Задание >>
Перепишите без единого изменения строки от той, что содержит "edge in the photo above.", до последней строки пунктов, включив обе крайние строки.

Исходные данные >>
■ ■ ■ ■ ■
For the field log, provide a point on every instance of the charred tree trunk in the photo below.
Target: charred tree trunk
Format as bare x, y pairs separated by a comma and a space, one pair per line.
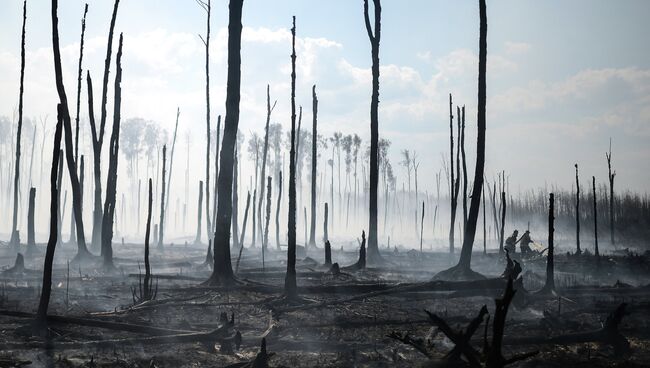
243, 231
197, 239
578, 250
503, 221
325, 234
161, 228
82, 251
40, 324
98, 137
277, 211
470, 229
373, 244
235, 202
269, 109
111, 183
550, 278
265, 238
596, 252
31, 242
15, 238
611, 176
290, 286
314, 159
222, 272
147, 267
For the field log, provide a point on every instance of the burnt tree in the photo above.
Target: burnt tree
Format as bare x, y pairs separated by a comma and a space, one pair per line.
314, 157
161, 226
40, 324
578, 250
113, 155
98, 137
373, 245
277, 211
15, 238
290, 287
222, 272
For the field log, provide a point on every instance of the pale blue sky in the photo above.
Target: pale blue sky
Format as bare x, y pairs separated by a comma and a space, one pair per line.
563, 76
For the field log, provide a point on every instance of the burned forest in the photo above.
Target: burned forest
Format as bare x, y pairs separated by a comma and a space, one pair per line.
354, 183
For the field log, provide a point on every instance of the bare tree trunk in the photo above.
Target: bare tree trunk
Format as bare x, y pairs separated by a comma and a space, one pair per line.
15, 238
578, 250
277, 211
265, 238
314, 159
161, 228
243, 231
596, 252
470, 229
98, 137
40, 324
222, 272
111, 183
290, 287
373, 244
611, 176
197, 239
31, 242
235, 202
269, 109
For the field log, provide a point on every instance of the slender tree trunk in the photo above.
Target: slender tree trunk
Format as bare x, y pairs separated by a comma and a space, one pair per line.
15, 238
314, 159
277, 211
470, 229
373, 244
161, 228
98, 137
243, 231
290, 287
31, 242
235, 202
265, 238
578, 250
197, 239
596, 252
40, 324
111, 183
222, 272
147, 267
269, 109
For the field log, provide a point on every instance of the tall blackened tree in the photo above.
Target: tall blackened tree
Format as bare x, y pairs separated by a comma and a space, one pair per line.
98, 137
290, 287
113, 155
15, 239
40, 324
222, 272
470, 230
373, 245
82, 251
314, 159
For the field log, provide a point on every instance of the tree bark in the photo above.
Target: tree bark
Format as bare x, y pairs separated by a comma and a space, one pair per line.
277, 211
470, 229
373, 244
314, 157
40, 324
15, 239
161, 228
98, 137
290, 287
111, 182
222, 272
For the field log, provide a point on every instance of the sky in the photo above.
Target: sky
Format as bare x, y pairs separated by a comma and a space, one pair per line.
563, 76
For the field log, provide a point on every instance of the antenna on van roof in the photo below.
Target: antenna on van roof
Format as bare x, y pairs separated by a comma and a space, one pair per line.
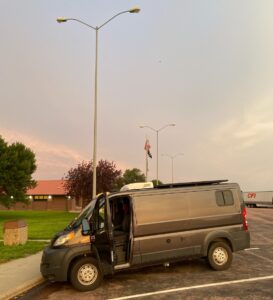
193, 183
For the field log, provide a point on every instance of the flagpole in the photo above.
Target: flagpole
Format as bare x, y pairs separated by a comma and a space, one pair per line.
147, 168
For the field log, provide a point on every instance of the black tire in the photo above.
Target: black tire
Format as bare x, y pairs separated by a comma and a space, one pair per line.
219, 256
85, 274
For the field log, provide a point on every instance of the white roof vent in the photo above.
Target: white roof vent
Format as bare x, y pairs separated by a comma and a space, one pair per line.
137, 186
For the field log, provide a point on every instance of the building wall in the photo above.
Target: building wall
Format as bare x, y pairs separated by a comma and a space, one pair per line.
57, 203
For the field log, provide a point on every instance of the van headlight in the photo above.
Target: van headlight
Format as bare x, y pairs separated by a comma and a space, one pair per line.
63, 239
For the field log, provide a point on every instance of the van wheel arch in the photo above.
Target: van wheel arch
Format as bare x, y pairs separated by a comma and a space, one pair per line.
74, 261
219, 255
85, 273
224, 240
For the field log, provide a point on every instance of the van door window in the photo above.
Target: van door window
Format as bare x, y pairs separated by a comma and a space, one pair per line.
224, 198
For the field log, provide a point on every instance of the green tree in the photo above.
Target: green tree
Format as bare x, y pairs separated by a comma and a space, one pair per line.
17, 164
78, 181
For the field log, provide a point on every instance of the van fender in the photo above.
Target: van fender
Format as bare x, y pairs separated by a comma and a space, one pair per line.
74, 254
216, 236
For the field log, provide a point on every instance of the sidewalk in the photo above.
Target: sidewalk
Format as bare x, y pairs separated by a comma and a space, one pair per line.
20, 275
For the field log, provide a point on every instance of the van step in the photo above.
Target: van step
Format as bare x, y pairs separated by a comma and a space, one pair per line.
123, 266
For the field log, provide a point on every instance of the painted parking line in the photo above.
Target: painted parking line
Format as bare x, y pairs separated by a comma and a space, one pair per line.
194, 287
249, 249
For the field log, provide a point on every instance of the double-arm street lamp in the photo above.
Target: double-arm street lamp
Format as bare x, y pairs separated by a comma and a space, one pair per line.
172, 157
157, 131
97, 28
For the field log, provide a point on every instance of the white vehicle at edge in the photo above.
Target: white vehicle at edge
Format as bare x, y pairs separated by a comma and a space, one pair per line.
137, 186
258, 199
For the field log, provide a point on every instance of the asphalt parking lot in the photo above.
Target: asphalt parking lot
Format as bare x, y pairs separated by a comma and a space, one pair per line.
250, 276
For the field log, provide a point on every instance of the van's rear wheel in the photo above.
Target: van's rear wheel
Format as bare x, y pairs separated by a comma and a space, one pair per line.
220, 256
85, 274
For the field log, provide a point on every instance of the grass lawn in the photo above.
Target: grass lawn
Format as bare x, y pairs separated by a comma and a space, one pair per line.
41, 224
12, 252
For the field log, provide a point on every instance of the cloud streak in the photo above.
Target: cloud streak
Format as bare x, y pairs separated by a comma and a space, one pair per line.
53, 160
248, 130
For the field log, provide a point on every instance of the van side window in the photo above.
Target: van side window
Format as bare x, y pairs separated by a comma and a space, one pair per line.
224, 198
■ ■ ■ ■ ■
Результат >>
For the field log, provide a point on every instance of the white vehicle at edge in the photo above.
Target: white vehicle at edge
Format as bare x, y pairs separated by a comma and a space, one pair per line.
137, 186
258, 199
For the field log, provide a point on every instance of the asphalt parking lot in the photo above.
Target: asphalt parking lot
Format as bare x, y pairs separated by a comma and a space, one pair per line.
250, 276
For the field log, provide a point on every instance of the van's rear wheel in the photo above.
Target: van's rear wheel
Format as bare x, y pairs separated by a comma and a space, one pair per line.
220, 256
85, 274
For the field log, provide a point on every instance of the grass lawn in the photo above.
Target: grass lawn
Format as bare x, y pairs separated by a comma and a space, one pair per line.
41, 224
12, 252
For the field log, provide a point on every instance of the cloud streak in the photo above.
Target: cloud streak
Format as bare x, y pairs separated by a comma and a space, one pair per line.
53, 160
248, 130
For the field log, provide a point on every instance of the van side window in the photo above.
Target: van side window
Format as bare x, y pairs separated by a comma and a space, one pair per line.
224, 198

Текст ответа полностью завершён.